### Exercise directions:
Your copy should run exactly from the line containing "owl in the photo above." to the last line of the entries below, and it should include no pictures.
----
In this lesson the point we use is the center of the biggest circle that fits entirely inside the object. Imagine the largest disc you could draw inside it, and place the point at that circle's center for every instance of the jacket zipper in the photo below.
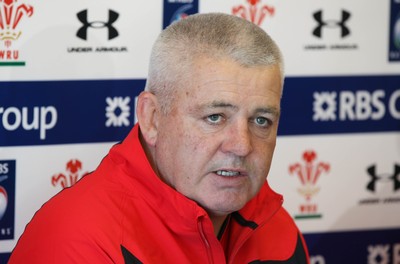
(205, 241)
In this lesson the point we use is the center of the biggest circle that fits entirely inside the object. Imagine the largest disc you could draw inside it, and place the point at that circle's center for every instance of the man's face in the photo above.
(216, 144)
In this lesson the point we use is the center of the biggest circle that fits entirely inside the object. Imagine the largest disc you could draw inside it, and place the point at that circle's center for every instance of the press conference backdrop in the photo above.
(70, 72)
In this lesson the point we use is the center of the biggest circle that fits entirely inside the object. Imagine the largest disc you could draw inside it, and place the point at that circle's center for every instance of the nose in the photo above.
(238, 139)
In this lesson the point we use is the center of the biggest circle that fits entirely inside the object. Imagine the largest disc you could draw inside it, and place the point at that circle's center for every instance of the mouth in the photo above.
(228, 173)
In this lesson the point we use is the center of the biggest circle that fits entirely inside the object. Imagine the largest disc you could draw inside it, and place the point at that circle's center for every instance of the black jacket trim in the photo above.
(244, 222)
(129, 257)
(298, 257)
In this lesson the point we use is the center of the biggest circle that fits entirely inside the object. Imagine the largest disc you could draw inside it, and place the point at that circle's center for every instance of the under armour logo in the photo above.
(112, 31)
(331, 23)
(383, 177)
(324, 106)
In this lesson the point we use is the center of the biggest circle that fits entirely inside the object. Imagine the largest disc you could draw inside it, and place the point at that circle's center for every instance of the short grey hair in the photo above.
(212, 35)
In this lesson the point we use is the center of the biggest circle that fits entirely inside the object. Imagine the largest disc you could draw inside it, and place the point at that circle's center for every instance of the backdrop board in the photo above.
(70, 73)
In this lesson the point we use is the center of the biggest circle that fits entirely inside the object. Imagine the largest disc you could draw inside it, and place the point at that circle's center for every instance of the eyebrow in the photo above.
(221, 104)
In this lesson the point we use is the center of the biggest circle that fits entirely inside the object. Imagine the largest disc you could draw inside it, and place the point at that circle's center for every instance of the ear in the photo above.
(147, 111)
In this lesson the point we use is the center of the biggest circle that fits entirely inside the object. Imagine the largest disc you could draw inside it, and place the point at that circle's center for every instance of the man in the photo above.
(188, 184)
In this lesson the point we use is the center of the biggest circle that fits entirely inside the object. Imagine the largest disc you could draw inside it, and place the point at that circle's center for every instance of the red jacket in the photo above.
(123, 213)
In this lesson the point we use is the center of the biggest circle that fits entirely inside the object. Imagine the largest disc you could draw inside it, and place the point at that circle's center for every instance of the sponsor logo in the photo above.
(11, 15)
(318, 259)
(97, 25)
(322, 24)
(338, 28)
(254, 11)
(394, 34)
(308, 174)
(71, 175)
(118, 111)
(175, 10)
(383, 254)
(383, 185)
(355, 105)
(112, 31)
(40, 119)
(7, 199)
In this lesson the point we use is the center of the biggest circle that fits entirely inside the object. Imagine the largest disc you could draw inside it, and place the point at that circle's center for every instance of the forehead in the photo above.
(225, 80)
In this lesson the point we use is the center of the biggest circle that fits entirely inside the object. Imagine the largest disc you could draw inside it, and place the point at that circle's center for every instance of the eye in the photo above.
(262, 121)
(214, 118)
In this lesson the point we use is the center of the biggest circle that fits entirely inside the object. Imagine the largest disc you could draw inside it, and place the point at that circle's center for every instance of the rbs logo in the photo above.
(356, 105)
(39, 118)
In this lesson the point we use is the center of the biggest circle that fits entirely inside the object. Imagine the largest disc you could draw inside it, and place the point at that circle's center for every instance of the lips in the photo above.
(227, 173)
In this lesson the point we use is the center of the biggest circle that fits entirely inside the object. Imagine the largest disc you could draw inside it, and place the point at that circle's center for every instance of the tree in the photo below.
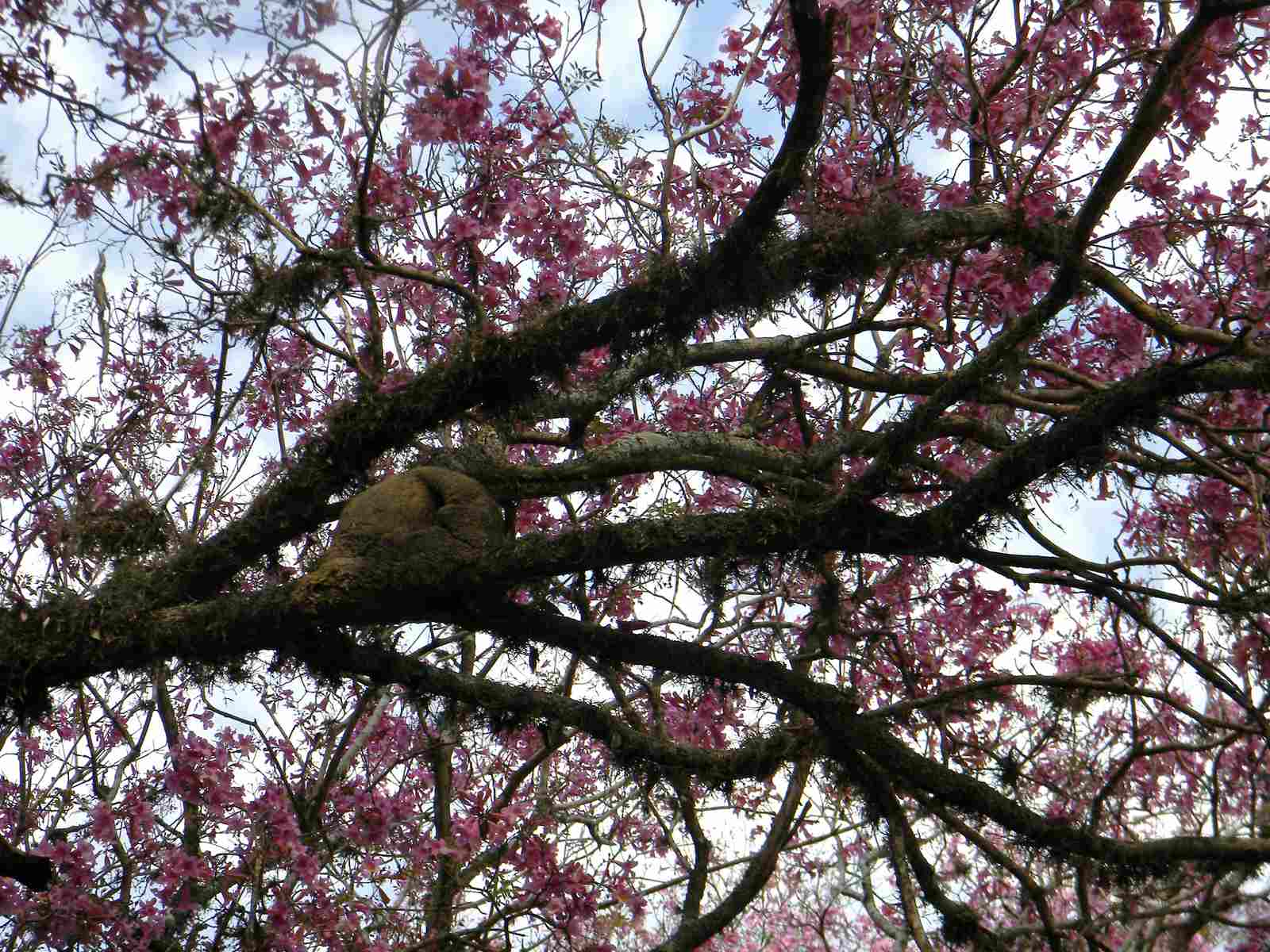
(791, 366)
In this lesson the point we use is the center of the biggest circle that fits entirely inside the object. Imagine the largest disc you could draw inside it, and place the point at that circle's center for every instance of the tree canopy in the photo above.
(870, 409)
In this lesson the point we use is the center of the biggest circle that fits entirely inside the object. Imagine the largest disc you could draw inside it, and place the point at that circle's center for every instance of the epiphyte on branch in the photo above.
(431, 512)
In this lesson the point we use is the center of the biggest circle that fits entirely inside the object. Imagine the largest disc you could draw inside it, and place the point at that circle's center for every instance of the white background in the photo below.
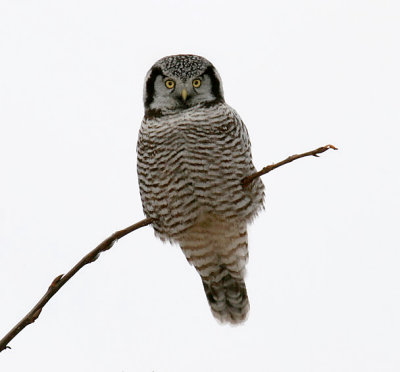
(323, 276)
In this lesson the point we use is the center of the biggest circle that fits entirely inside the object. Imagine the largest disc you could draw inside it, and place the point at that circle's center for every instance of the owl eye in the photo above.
(196, 83)
(170, 84)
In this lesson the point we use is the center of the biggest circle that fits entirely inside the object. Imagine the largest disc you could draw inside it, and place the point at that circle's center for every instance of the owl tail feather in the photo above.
(227, 297)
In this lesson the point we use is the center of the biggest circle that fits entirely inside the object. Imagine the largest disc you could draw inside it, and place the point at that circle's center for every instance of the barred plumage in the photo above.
(193, 153)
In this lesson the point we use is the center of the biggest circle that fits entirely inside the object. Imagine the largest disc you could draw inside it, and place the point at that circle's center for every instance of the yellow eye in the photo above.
(196, 83)
(170, 84)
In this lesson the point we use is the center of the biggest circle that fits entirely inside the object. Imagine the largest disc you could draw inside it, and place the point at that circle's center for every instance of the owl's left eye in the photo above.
(196, 83)
(170, 84)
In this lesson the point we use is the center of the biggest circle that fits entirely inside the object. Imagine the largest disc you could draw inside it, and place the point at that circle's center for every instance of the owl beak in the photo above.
(184, 94)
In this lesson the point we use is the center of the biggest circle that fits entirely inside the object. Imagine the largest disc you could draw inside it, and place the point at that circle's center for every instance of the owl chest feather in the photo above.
(192, 163)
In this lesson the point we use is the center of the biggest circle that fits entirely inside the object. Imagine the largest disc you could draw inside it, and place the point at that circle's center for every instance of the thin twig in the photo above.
(60, 280)
(246, 181)
(92, 256)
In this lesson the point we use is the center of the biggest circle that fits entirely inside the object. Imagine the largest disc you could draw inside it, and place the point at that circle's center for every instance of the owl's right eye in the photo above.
(170, 84)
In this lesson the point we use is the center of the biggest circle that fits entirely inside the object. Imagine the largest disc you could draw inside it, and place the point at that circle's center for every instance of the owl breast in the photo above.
(190, 165)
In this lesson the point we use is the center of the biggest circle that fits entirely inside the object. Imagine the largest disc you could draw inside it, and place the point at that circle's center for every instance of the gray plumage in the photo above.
(193, 151)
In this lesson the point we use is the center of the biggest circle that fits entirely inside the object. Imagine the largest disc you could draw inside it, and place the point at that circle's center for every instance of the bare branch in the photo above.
(92, 256)
(60, 280)
(246, 181)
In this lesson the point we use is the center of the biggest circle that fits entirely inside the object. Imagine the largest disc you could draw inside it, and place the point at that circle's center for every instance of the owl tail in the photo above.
(227, 297)
(218, 251)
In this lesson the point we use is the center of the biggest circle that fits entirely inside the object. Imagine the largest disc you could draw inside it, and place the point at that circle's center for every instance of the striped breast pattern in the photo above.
(191, 163)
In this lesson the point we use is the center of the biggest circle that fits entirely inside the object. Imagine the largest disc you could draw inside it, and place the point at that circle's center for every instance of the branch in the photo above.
(92, 256)
(60, 280)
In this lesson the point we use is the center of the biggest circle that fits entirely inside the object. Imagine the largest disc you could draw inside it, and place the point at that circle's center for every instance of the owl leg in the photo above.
(219, 254)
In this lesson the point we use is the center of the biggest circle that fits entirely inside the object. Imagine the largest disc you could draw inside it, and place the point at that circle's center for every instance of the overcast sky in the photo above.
(323, 276)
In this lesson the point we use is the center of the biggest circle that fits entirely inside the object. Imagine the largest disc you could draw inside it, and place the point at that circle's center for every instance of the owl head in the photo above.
(180, 82)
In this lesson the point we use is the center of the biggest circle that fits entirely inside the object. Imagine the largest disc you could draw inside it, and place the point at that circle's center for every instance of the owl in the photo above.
(193, 152)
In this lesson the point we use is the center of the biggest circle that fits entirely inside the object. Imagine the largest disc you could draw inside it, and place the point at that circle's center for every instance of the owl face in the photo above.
(181, 82)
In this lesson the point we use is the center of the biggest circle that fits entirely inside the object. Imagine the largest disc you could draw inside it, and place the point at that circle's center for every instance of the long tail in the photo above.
(218, 250)
(227, 297)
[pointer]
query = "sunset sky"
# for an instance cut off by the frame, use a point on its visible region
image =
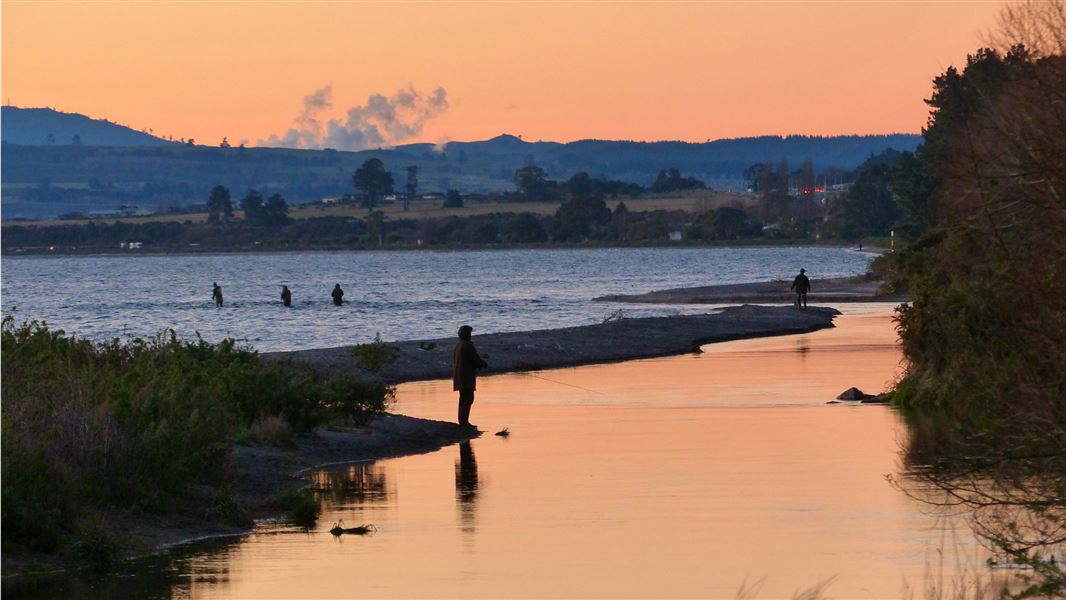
----
### Expected output:
In this lesson the point we use is the center of the biggest circle that fits entirely inside the object. Imagine the largest disc you could draw inside it, and place the point at that circle's center for every instance of the owl in the photo above.
(193, 152)
In this lesson the point we use is the center of the biggest circle that fits entirely inside the object. Imagine the largest disc you could draw inside it, and place the point at that circle's center for every instance of the owl face in the photo above.
(181, 82)
In this lesson the point we use is the center of the biggest circle that fits entirely inside the object. Imagine the largest disc you could draw inside it, and place the point at that circle's center for every instance of the long tail in the photo above.
(218, 250)
(227, 297)
[pointer]
query = "sunset sky"
# for an instance cut off by the frame, use a point on its visible region
image =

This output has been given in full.